- Assignment
Output exactly the lines spanning from the line containing "skylight in the photo above." to the last line of the entries, inclusive.

Stored data entries
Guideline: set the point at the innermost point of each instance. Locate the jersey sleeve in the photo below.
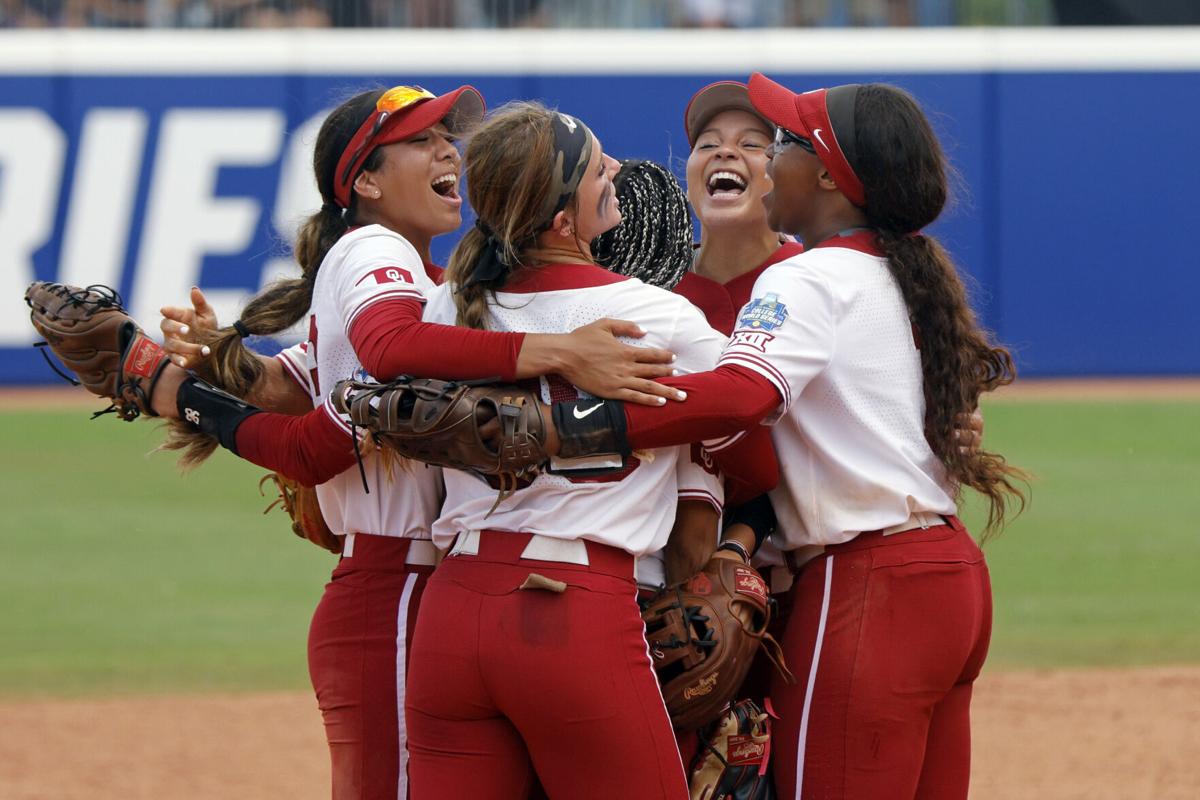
(376, 269)
(786, 332)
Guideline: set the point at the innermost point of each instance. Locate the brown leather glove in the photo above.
(703, 635)
(300, 503)
(97, 341)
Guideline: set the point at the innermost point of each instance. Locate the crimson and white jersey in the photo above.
(633, 510)
(831, 331)
(365, 266)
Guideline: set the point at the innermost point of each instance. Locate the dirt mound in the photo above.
(1053, 735)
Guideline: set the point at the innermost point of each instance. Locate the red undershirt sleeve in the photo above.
(723, 402)
(309, 449)
(390, 340)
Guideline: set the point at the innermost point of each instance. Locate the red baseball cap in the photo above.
(400, 113)
(823, 115)
(711, 101)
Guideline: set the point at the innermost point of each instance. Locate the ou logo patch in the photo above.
(388, 275)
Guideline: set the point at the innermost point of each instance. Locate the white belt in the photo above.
(421, 552)
(922, 519)
(540, 548)
(780, 577)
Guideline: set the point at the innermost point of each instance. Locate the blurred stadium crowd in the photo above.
(587, 13)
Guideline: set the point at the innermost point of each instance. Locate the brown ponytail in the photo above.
(508, 174)
(231, 365)
(904, 172)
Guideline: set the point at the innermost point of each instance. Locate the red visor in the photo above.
(808, 115)
(400, 113)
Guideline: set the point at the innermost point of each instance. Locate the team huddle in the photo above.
(618, 516)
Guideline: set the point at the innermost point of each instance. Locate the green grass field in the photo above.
(120, 576)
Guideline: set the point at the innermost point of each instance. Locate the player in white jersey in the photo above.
(861, 353)
(387, 167)
(528, 655)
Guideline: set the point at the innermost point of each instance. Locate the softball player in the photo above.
(528, 654)
(388, 169)
(844, 350)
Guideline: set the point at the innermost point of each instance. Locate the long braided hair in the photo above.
(232, 366)
(653, 242)
(904, 173)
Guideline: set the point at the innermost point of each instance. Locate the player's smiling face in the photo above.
(727, 170)
(595, 199)
(418, 182)
(795, 174)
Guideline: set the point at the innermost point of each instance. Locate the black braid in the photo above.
(653, 242)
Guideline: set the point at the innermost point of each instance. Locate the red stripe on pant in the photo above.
(358, 648)
(505, 681)
(886, 637)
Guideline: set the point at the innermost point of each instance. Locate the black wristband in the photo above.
(757, 515)
(213, 411)
(735, 546)
(591, 427)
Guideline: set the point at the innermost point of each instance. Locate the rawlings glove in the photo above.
(300, 503)
(438, 422)
(703, 635)
(733, 756)
(97, 341)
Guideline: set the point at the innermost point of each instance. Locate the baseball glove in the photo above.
(438, 422)
(703, 633)
(733, 756)
(300, 503)
(97, 341)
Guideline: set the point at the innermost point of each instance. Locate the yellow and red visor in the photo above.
(400, 113)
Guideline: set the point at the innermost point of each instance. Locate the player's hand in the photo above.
(180, 328)
(603, 366)
(969, 432)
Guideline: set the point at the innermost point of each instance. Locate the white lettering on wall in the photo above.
(185, 221)
(31, 151)
(103, 192)
(295, 200)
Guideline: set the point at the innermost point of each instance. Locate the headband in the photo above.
(573, 151)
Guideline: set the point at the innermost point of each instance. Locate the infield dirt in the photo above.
(1129, 734)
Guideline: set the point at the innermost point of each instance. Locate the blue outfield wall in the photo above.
(1074, 217)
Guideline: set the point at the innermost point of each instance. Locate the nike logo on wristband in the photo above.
(580, 415)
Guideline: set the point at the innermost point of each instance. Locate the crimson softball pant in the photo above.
(886, 636)
(509, 681)
(358, 649)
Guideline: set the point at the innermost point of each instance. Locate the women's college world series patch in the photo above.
(757, 319)
(763, 314)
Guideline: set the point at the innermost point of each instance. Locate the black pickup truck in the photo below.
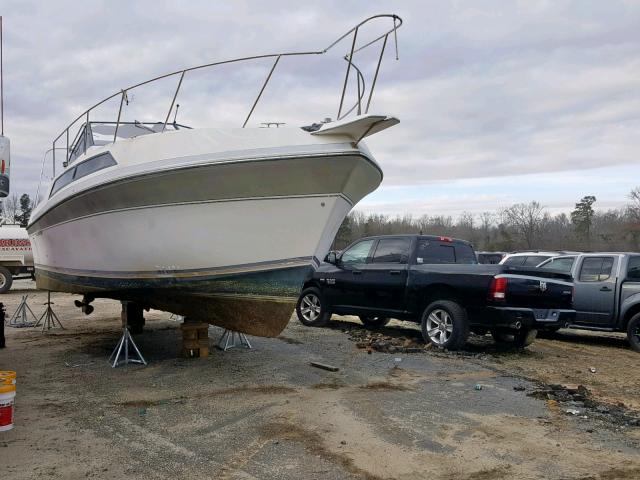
(437, 282)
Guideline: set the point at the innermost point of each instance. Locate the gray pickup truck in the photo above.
(606, 291)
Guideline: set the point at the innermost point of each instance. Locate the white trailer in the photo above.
(16, 257)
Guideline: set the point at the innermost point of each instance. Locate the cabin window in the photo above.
(94, 164)
(83, 169)
(63, 180)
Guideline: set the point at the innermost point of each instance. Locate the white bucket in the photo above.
(7, 399)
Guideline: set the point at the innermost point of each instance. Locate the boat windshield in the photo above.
(103, 133)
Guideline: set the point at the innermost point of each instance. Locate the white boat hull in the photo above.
(227, 242)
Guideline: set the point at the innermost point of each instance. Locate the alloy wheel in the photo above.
(310, 307)
(439, 326)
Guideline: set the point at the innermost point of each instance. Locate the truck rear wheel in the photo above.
(311, 309)
(518, 338)
(374, 321)
(445, 325)
(633, 332)
(6, 280)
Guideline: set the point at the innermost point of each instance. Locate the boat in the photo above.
(219, 225)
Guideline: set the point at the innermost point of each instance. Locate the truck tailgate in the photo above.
(538, 289)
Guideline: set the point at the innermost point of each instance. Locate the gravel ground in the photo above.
(408, 413)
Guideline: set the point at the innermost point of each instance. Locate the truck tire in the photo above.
(6, 280)
(373, 322)
(311, 309)
(518, 338)
(445, 325)
(633, 332)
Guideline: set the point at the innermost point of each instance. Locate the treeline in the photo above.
(518, 227)
(16, 209)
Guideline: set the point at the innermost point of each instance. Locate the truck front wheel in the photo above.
(445, 325)
(633, 332)
(311, 309)
(6, 279)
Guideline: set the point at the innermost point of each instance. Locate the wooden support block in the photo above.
(195, 339)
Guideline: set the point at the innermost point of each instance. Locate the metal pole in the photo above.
(264, 85)
(375, 77)
(175, 95)
(115, 134)
(1, 83)
(346, 77)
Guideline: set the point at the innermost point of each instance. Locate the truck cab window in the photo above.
(564, 264)
(392, 250)
(514, 261)
(357, 254)
(431, 251)
(633, 269)
(534, 260)
(596, 269)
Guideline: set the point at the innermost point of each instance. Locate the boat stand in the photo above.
(49, 319)
(126, 350)
(231, 339)
(20, 317)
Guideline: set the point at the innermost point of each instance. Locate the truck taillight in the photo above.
(498, 289)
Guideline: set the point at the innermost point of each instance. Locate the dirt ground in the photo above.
(395, 409)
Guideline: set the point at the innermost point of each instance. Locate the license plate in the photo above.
(544, 315)
(540, 314)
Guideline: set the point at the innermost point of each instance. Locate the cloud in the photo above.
(483, 89)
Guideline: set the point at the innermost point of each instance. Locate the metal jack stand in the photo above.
(232, 339)
(20, 318)
(122, 349)
(49, 316)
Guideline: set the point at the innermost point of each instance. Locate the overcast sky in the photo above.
(499, 101)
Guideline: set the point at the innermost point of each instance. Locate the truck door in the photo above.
(595, 290)
(385, 276)
(344, 286)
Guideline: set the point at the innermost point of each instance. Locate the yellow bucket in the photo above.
(7, 399)
(7, 377)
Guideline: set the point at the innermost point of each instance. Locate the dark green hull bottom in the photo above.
(256, 303)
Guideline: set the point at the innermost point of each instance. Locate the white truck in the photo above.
(16, 257)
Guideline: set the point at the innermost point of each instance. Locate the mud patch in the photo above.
(384, 386)
(578, 401)
(313, 443)
(289, 340)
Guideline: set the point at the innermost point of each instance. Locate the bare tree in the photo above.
(526, 219)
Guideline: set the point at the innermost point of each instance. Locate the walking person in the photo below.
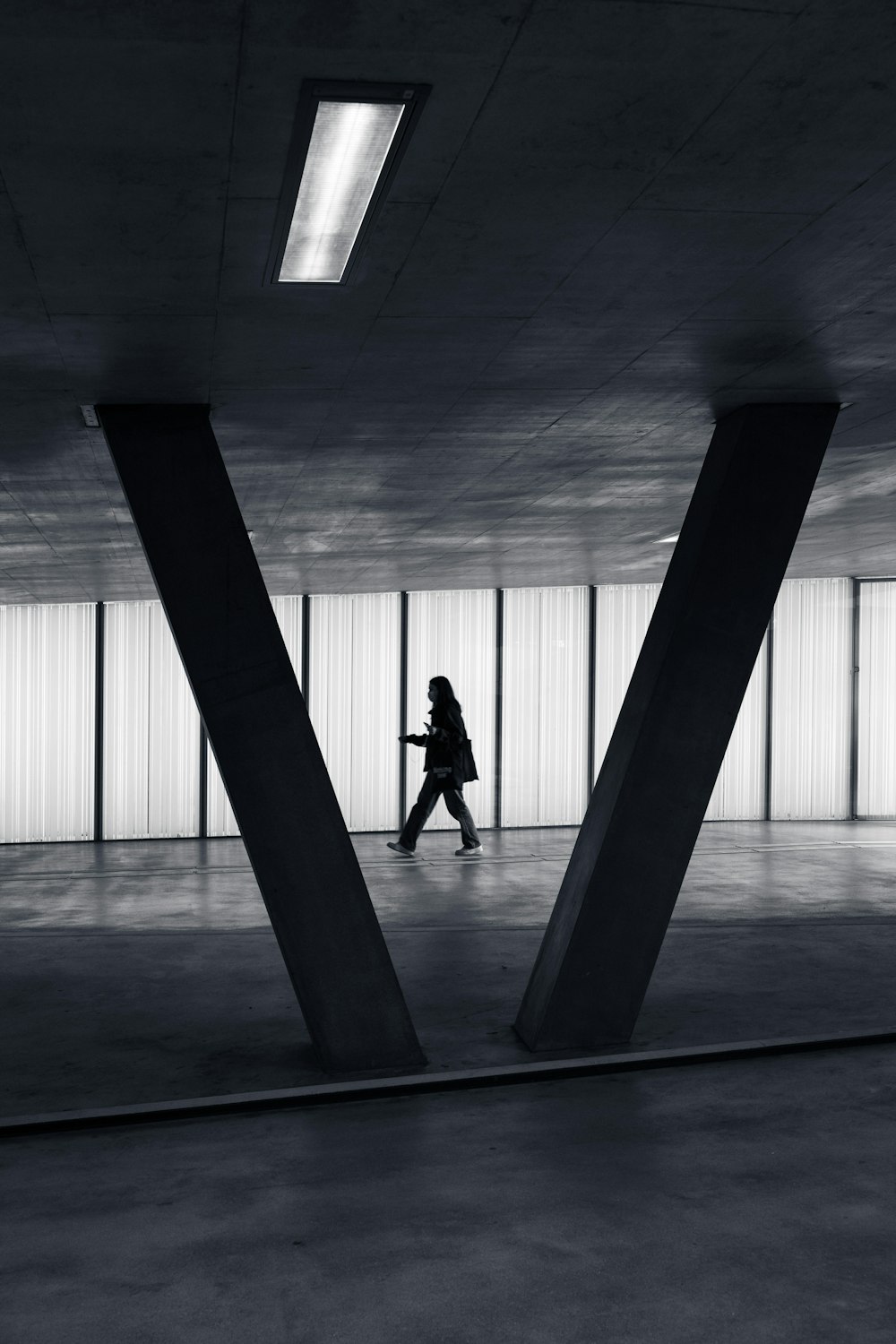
(449, 765)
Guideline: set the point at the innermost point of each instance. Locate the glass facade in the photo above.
(452, 634)
(47, 722)
(810, 701)
(151, 741)
(544, 707)
(876, 718)
(354, 702)
(151, 728)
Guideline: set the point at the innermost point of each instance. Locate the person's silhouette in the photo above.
(449, 765)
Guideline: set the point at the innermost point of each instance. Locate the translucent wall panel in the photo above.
(876, 796)
(544, 720)
(622, 616)
(47, 699)
(220, 814)
(452, 634)
(810, 701)
(740, 789)
(354, 701)
(151, 728)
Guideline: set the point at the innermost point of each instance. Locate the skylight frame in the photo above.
(312, 93)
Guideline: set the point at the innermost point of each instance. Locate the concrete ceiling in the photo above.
(616, 220)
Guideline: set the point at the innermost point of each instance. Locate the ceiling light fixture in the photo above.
(347, 144)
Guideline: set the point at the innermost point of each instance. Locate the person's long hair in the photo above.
(445, 693)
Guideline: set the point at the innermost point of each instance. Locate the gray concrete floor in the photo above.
(742, 1203)
(727, 1203)
(148, 970)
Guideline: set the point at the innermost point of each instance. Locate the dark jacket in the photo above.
(447, 746)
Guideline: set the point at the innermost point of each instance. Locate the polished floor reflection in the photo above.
(147, 970)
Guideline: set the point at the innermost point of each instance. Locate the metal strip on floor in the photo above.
(410, 1085)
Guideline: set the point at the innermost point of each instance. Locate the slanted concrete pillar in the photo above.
(635, 841)
(237, 663)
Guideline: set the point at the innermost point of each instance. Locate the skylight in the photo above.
(346, 150)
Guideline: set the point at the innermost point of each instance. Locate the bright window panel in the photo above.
(349, 147)
(220, 814)
(151, 728)
(354, 702)
(810, 701)
(452, 634)
(47, 703)
(876, 796)
(544, 717)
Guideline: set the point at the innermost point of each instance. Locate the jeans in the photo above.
(433, 787)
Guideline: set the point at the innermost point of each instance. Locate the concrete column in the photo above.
(648, 804)
(234, 655)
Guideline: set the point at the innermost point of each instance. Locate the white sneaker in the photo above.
(400, 849)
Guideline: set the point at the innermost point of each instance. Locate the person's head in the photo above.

- Output below
Guideline: set the point at the innermost point of each instance. Locate the skylight in the photo above.
(346, 150)
Guideline: set the point at the innermost point of each instance. Locate the bright window panel in the photo above.
(349, 147)
(220, 814)
(151, 728)
(354, 702)
(810, 701)
(452, 634)
(47, 703)
(876, 796)
(544, 717)
Guideline: set the point at the innermost point of each instance. Locate the jeans in the photo above.
(433, 787)
Guideline: set the point at the innermost point of each instance. Locate the concrete column in the photo above.
(648, 804)
(234, 655)
Guideline: set the point at the innermost point of each instance. Locate the white sneaker in the photo above.
(400, 849)
Guideline: set the point at the innermost point of each instance. Locate the person's head in the photo above.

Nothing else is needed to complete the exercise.